> [EXERCISES TO COMPLETE]
• 1. Decide whether each statement agrees with the glacial erosion article below. Answer yes or no for each, and quote the exact words of the article that settle it.
(a) High pressure lets the water under a glacier stay liquid below 32 degrees Fahrenheit.
(b) According to Alley, all glaciers erode at roughly the same rate.
(c) Streams beneath glaciers carry away boulders, rocks and gravel.
• 2. From the glacial erosion article below, write out the part that opens with the words containing "Photo by Dick" and closes with "in opposite directions.".
• 3. In the glacial erosion article below, what does Alley compare a glacier to?

> [READING PASSAGE]
Glaciers erode the mountain landscape, creating piles of boulders, rocks and gravel, and leaving scooped out tarns and cirques, but until recently, geologists were unsure how to model this erosion because the feedback mechanisms controlling it were unknown. Now a team of geologists using a variety of data suggests that a strict regime controls glacial erosion and tends toward steady-state equilibrium.


One of many Southeast Alaska glaciers...
Photo by Dick Kauffman - August 2003


"Glaciers are more variable than anything else like them," says Dr. Richard B. Alley, Evan Pugh professor of geosciences, Penn State. "Some do nothing, and some cut really fast."

The researchers now know why some cut so fast and others seem to be inert and that glacial erosion is controlled by the relationships of the ground beneath the glacier, the rubble pile and the glacier itself.

"If you imagine a glacier as sandpaper, grinding away at the land, eventually the rubble it produces gets in the way and must be removed," says Alley.

Streams of water that flow beneath the glaciers and come out the toe, flush out the boulders, rocks and gravel. During erosion, glaciers dig themselves into a hole with sediment building up in front so that the upper and lower surfaces of glaciers slope in opposite directions.

Alley, working with D. E. Lawson, research physical scientist, Cold Regions Research and Engineering Laboratory; G.J. Larson, professor of geosciences, Michigan State University; E.B. Evenson, professor of geosciences, Lehigh University, and G. S. Baker, professor of geosciences, University of Buffalo, compiled various data on glaciers to establish that, eventually, the angle between the glacier's toe and the sediment pile becomes so steep, that the streams no longer flow and the glacier no longer erodes the earth beneath.

The water beneath a glacier is under high pressure from tons of ice above. High pressure lowers the melting temperature so the water remains liquid below 32 degrees Fahrenheit. As the high pressure squeezes the water out from under the weight of the ice, the freezing temperature rises to 32 degrees, and the water must either warm or freeze. Usually, friction in the flowing water warms it, but when the angle becomes too steep, the water flow is slowed, there is not enough friction and some of the water freezes, plugging the channels. The water then spreads out over the bed of the glacier, flows very slowly and is not able to carry rubble away so that the glacier can erode more.

> [PROVIDED MATERIAL]
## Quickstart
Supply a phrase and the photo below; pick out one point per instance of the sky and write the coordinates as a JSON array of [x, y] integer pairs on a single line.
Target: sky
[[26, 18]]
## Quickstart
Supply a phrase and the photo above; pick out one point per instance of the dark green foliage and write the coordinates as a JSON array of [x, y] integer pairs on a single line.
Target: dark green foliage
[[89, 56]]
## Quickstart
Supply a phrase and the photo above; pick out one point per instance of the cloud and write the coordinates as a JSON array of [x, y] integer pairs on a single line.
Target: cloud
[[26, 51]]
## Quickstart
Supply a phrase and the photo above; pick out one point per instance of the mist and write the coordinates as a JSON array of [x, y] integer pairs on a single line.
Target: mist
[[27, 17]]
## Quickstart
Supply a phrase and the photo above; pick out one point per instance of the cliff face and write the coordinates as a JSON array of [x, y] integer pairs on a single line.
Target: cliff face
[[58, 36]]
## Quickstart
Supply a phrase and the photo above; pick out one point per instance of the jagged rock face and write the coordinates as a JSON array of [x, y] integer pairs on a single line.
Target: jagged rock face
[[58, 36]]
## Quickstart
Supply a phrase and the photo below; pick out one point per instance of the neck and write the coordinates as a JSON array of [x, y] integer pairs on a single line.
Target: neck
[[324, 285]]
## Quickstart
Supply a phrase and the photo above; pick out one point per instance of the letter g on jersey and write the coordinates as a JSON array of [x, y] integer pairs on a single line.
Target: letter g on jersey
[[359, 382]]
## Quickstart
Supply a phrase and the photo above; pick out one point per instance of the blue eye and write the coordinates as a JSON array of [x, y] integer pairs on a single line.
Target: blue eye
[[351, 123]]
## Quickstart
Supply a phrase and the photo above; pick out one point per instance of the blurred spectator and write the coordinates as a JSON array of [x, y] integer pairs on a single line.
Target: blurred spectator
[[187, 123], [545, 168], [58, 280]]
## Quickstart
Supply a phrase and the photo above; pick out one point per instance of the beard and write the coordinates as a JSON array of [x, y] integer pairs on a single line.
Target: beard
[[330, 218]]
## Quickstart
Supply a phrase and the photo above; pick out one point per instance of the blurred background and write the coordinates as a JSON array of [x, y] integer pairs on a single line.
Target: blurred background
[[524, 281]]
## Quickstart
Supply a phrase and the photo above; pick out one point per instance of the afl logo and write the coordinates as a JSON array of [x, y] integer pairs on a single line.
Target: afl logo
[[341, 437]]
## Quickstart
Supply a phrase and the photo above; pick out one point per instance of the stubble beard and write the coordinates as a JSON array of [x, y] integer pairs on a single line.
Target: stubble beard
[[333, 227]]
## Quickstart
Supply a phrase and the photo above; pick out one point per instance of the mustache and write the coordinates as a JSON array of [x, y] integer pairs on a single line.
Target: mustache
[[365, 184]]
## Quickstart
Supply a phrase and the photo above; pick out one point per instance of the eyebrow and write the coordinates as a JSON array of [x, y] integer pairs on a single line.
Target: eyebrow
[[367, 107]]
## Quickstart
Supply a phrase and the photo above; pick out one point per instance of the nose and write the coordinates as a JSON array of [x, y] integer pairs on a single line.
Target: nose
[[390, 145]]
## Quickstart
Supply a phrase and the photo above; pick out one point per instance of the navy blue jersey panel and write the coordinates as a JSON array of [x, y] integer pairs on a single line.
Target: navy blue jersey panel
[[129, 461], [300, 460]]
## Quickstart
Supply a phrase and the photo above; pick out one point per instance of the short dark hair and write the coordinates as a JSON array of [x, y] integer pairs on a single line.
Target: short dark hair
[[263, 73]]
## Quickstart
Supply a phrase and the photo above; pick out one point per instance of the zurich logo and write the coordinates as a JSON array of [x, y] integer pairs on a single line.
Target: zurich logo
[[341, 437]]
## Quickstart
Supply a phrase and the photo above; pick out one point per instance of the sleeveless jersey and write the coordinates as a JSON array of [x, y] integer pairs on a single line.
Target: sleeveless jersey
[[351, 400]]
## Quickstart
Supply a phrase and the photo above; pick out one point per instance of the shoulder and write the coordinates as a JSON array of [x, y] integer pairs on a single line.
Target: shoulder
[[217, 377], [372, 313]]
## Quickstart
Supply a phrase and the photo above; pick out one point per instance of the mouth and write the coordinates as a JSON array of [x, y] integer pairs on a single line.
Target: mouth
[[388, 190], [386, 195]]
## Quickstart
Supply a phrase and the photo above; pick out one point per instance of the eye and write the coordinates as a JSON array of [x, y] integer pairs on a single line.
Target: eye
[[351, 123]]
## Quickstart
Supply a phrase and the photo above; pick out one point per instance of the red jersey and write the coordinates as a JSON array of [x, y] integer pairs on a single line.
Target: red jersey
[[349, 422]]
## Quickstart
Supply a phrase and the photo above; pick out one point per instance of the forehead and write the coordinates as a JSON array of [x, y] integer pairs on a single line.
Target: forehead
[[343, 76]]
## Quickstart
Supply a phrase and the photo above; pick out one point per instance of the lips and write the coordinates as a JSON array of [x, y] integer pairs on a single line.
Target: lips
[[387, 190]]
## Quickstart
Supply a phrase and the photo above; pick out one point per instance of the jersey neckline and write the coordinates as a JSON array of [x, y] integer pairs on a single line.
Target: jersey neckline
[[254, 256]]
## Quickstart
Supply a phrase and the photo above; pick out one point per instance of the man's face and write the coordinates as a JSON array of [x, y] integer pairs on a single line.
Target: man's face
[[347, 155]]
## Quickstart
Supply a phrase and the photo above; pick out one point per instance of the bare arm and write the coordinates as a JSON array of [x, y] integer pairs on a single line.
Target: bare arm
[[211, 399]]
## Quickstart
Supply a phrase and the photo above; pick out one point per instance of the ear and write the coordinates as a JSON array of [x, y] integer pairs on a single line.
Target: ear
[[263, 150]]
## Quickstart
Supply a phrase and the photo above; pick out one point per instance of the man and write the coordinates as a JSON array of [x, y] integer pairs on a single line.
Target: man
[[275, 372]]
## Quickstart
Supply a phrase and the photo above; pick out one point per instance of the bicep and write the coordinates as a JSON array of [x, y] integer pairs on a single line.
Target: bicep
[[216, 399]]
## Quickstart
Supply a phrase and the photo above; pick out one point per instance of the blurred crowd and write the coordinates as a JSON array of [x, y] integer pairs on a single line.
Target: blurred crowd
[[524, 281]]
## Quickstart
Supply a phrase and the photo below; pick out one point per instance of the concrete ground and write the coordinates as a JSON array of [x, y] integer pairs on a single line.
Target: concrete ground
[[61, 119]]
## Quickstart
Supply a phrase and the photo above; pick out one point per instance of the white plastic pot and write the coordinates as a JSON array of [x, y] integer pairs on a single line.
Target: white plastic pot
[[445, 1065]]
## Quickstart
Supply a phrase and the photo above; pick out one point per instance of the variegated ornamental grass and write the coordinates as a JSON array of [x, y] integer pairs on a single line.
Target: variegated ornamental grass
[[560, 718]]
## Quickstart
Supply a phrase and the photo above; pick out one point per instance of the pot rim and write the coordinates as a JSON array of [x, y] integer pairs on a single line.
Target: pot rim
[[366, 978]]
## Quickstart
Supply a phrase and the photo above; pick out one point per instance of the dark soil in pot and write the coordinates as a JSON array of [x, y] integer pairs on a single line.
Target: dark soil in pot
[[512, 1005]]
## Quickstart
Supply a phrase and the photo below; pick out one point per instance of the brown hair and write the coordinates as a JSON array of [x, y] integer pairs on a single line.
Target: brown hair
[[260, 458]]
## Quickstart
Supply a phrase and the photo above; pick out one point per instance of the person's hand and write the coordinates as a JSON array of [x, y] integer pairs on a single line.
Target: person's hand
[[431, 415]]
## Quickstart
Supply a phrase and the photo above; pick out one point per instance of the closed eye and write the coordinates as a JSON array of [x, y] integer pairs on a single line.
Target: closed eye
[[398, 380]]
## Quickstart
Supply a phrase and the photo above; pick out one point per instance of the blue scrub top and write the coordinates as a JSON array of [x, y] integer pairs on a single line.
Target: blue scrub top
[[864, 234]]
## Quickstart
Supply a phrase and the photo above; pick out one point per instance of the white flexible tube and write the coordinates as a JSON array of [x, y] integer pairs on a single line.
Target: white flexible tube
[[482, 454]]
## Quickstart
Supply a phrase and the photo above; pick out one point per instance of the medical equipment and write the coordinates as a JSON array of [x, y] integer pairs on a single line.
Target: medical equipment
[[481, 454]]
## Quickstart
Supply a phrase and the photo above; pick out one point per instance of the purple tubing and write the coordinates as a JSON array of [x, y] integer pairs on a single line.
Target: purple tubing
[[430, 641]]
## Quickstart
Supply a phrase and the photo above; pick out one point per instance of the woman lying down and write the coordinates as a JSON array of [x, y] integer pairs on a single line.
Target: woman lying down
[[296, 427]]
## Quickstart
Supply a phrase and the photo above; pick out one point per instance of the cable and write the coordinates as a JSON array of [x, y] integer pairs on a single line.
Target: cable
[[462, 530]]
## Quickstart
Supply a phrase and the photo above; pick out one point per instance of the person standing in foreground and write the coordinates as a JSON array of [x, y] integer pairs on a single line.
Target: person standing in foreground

> [EXERCISE RESPONSES]
• 1.
(a) Yes: "High pressure lowers the melting temperature so the water remains liquid below 32 degrees Fahrenheit."
(b) No: "Some do nothing, and some cut really fast."
(c) Yes: "Streams of water that flow beneath the glaciers and come out the toe, flush out the boulders, rocks and gravel."

• 2.
Photo by Dick Kauffman - August 2003


"Glaciers are more variable than anything else like them," says Dr. Richard B. Alley, Evan Pugh professor of geosciences, Penn State. "Some do nothing, and some cut really fast."

The researchers now know why some cut so fast and others seem to be inert and that glacial erosion is controlled by the relationships of the ground beneath the glacier, the rubble pile and the glacier itself.

"If you imagine a glacier as sandpaper, grinding away at the land, eventually the rubble it produces gets in the way and must be removed," says Alley.

Streams of water that flow beneath the glaciers and come out the toe, flush out the boulders, rocks and gravel. During erosion, glaciers dig themselves into a hole with sediment building up in front so that the upper and lower surfaces of glaciers slope in opposite directions.

• 3. Sandpaper grinding away at the land.